— Input rows —

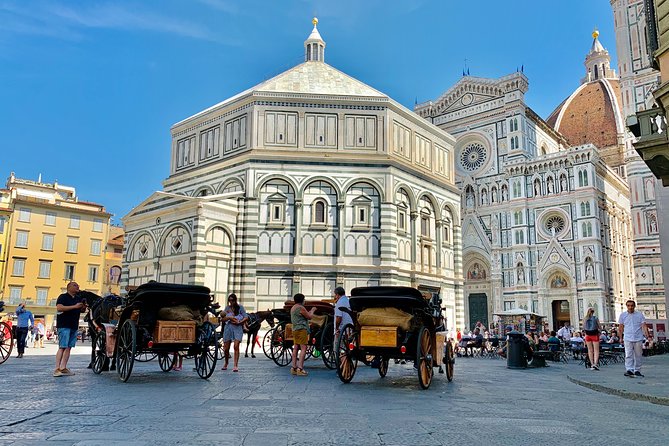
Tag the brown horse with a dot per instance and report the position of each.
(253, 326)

---

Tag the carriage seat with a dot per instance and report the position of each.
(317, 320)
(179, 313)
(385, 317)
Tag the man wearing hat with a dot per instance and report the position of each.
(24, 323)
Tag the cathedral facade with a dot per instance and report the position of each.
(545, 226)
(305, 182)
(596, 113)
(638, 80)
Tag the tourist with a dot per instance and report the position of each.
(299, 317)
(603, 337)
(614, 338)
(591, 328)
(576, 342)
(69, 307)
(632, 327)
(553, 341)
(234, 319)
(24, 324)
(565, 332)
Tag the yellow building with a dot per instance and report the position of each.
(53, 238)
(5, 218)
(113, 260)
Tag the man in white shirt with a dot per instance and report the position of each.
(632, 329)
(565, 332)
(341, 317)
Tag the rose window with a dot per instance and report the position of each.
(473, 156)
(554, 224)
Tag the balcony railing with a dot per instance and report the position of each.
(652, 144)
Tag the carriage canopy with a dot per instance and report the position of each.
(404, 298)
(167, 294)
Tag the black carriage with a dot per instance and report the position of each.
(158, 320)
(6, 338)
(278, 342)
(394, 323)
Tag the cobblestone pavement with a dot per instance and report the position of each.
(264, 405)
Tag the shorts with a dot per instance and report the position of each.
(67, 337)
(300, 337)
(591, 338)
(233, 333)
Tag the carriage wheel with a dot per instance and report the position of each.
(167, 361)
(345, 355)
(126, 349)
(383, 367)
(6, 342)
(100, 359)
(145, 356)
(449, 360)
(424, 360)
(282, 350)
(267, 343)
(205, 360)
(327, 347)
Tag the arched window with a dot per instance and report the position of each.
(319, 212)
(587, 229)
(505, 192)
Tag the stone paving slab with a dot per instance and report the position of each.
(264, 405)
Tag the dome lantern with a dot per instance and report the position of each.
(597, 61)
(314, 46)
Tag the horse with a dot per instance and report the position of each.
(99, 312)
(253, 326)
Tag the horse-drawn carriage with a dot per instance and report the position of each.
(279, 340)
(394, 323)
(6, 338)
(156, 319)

— What the task asks —
Copy every line of the records above that contains the string "horse".

— Solution for this exercise —
Tag the brown horse with a dot per instance and report the position of each.
Tag the horse with a dot per instance and report the position of each.
Tag the horse-drawn carriage with a dot per instance and report the position of each.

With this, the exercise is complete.